What to produce: Reproduce verbatim the portion of the data that begins with the line containing "[trace] concrete formwork -> outlines" and ends with the line containing "A polygon is", including both of those lines.

————

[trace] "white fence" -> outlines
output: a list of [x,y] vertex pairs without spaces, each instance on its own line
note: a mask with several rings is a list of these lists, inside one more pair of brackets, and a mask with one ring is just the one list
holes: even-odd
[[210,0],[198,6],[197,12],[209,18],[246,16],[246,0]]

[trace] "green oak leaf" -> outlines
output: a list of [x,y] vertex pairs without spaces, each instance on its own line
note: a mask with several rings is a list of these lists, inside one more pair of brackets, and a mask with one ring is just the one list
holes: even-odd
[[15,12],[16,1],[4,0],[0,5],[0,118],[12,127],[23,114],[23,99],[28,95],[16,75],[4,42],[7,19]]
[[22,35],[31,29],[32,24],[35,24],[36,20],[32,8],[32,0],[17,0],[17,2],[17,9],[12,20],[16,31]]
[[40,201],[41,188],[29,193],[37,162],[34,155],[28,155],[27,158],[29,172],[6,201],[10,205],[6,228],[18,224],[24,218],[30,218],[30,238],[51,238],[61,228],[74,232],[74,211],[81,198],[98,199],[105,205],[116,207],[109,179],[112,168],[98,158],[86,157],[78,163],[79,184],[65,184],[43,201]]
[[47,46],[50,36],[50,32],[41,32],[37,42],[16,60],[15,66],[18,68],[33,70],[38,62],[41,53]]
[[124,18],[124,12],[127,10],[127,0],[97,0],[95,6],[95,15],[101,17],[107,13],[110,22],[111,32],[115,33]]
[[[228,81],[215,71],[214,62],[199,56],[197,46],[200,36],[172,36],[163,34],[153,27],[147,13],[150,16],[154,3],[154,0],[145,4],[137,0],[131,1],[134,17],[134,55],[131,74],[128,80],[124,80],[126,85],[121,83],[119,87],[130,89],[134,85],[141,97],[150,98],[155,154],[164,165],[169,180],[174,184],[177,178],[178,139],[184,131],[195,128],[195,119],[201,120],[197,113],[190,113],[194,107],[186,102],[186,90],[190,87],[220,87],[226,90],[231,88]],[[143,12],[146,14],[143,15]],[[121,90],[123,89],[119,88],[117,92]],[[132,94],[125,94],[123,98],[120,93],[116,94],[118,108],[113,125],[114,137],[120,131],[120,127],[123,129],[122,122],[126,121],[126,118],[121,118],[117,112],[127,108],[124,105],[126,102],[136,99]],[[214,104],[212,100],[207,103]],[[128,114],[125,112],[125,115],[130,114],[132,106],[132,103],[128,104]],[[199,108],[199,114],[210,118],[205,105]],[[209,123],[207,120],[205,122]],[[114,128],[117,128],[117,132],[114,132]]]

————

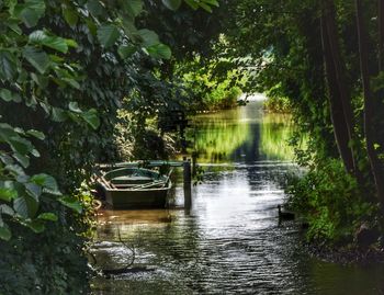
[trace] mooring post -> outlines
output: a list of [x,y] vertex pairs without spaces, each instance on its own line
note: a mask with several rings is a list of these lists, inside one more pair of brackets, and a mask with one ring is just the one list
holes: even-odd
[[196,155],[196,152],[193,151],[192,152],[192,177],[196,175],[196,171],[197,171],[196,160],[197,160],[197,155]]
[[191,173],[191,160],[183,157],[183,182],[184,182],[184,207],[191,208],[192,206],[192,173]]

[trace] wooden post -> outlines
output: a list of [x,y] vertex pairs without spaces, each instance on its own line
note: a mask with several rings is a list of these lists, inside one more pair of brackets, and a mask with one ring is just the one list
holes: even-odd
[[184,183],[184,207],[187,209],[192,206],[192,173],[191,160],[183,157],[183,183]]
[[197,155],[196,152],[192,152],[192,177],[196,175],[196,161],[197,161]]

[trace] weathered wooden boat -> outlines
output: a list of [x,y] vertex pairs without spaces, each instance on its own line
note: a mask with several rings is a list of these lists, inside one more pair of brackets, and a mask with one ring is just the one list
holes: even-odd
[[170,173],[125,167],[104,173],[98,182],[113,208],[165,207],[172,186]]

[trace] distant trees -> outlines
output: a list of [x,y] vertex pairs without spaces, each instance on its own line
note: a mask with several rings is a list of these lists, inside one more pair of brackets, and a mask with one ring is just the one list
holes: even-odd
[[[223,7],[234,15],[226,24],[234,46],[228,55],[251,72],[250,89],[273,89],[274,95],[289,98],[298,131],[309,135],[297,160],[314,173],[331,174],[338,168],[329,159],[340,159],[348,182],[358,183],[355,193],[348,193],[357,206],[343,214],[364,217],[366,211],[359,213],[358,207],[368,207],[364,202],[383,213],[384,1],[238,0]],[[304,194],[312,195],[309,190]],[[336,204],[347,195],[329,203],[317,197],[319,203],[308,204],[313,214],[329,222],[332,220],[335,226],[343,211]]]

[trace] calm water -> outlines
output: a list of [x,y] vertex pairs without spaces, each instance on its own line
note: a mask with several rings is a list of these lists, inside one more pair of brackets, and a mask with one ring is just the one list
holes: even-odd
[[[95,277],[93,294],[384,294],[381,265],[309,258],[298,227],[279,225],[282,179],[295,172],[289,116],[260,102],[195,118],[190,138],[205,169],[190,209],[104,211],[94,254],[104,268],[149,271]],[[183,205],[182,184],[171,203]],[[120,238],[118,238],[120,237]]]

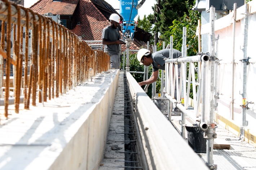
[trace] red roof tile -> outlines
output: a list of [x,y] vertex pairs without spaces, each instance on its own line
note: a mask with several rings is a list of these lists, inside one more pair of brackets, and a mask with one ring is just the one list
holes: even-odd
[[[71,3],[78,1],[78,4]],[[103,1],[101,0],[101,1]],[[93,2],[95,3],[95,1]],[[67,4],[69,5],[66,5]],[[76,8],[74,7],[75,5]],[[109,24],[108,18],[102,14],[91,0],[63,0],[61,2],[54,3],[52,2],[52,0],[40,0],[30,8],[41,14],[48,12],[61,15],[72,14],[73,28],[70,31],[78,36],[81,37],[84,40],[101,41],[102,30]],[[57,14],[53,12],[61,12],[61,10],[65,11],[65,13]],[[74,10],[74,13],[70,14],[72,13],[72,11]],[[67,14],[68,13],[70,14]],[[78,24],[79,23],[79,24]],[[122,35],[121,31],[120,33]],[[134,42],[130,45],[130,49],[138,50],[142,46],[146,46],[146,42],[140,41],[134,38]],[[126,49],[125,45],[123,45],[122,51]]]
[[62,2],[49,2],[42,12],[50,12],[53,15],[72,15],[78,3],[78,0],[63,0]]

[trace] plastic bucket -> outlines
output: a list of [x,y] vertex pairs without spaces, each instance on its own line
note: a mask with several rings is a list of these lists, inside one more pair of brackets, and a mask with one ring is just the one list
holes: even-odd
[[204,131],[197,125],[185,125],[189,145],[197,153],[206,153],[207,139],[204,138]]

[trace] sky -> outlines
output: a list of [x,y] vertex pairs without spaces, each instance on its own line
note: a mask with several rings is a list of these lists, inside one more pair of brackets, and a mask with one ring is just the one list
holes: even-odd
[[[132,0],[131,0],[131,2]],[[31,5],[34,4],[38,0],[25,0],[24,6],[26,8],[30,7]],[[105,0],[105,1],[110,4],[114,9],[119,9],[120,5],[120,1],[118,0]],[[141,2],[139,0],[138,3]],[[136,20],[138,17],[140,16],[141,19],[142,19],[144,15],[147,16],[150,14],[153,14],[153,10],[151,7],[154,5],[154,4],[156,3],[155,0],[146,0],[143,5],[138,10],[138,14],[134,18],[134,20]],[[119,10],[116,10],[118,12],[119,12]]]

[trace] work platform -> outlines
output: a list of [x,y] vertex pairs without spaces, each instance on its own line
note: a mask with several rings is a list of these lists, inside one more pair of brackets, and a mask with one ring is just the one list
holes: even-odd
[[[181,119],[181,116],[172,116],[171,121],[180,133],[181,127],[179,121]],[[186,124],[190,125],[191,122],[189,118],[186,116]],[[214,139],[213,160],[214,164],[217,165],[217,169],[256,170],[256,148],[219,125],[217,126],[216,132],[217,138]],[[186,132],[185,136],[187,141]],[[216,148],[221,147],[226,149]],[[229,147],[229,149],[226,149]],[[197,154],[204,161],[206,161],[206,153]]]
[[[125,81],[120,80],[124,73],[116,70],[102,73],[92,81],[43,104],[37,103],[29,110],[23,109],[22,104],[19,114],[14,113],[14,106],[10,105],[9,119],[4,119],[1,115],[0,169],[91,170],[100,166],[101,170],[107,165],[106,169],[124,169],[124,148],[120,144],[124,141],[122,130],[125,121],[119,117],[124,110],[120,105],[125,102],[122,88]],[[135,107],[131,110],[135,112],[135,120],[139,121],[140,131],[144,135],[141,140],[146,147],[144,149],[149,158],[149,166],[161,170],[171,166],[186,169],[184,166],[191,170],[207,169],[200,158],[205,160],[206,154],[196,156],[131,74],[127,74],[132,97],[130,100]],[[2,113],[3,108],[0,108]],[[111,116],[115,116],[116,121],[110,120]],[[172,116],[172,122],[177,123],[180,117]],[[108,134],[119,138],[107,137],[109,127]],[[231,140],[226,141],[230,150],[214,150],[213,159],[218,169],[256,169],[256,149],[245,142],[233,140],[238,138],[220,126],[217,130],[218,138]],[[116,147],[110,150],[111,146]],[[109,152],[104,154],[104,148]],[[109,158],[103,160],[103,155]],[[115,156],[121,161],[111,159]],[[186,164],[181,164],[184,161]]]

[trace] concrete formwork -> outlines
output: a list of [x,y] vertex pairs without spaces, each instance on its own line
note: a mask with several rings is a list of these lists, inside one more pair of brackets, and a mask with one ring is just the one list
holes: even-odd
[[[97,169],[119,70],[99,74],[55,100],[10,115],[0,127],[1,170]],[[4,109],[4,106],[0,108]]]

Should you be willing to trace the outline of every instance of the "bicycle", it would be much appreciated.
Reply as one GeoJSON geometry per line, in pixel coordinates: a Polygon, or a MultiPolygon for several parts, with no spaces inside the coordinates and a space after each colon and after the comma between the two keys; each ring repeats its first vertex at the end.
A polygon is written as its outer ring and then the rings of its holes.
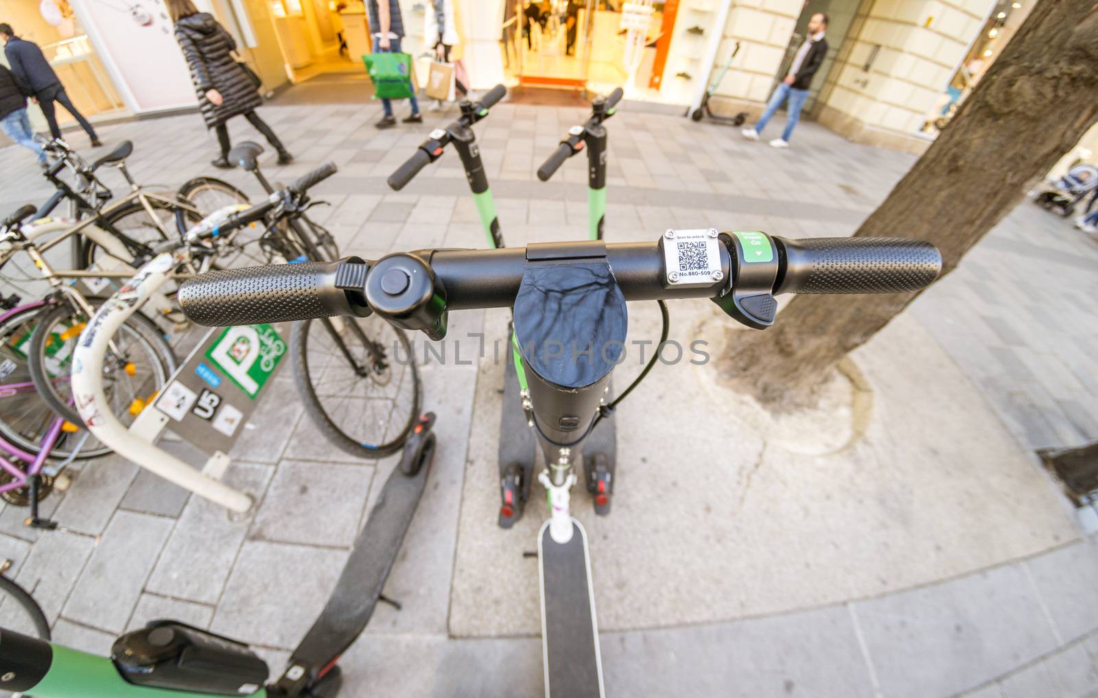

————

Exercise answer:
[trace] concrete formwork -> outlines
output: a list of [x,y] vertex pairs without spaces, each instance on its own line
note: a mask with several rings is a list of these lists, inside one more pair of brackets, and a mask with one ring is just the one list
holes: even-odd
[[[97,169],[119,70],[99,74],[55,100],[10,115],[0,127],[1,170]],[[4,109],[4,106],[0,108]]]

Should you be willing to trace the outline of every instance of the "bicycle", it would be much appreciated.
Reply as one GeoJSON geometry per line, in pixel coordinates: a Polygon, or a MultiPolygon for several parts, with no spaces inside the coordinates and a space after each colon and after the comma between the two keys; each ring repeats its first vertex at the end.
A polygon is written as its outer ring and then the rings of its holes.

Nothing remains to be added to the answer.